The problem ->
List every line in the items that contains the string "tree", treating uppercase and lowercase as distinct.

Excerpts from point annotation data:
::::
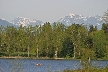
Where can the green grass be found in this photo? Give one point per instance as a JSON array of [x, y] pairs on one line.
[[89, 70]]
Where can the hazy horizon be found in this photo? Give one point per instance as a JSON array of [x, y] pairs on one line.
[[50, 10]]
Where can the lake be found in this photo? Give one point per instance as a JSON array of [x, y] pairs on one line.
[[29, 65]]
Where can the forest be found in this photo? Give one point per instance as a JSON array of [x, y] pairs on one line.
[[55, 41]]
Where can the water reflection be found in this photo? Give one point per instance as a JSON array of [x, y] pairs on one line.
[[29, 65]]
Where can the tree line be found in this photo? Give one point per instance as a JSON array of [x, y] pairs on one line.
[[55, 40]]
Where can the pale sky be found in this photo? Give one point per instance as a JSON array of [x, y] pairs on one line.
[[50, 10]]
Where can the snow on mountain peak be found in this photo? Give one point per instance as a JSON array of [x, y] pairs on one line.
[[25, 21]]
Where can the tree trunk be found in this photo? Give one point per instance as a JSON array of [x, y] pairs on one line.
[[74, 53], [28, 50]]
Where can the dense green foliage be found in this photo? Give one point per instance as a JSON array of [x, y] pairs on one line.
[[54, 40]]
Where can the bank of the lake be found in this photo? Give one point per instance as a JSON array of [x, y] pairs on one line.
[[51, 65]]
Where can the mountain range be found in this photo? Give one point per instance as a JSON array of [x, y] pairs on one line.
[[67, 20]]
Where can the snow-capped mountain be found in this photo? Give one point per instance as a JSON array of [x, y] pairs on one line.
[[79, 19], [26, 21]]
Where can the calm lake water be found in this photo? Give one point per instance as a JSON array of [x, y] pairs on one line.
[[29, 65]]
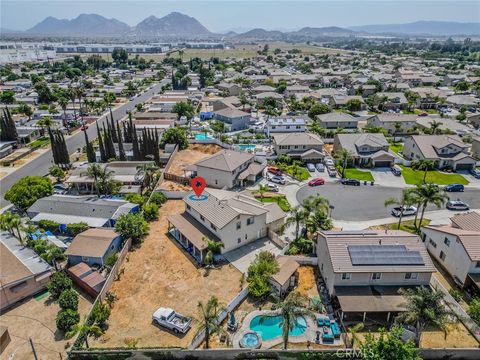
::::
Answer for the task ->
Where can the tree line be found in this photo? Give one point per instance as a JSON array of [x, y] pairs on one line.
Where can the tree trunk be found in this photo? Give one point per instance as a JSON array of [x, y] pairs on one line.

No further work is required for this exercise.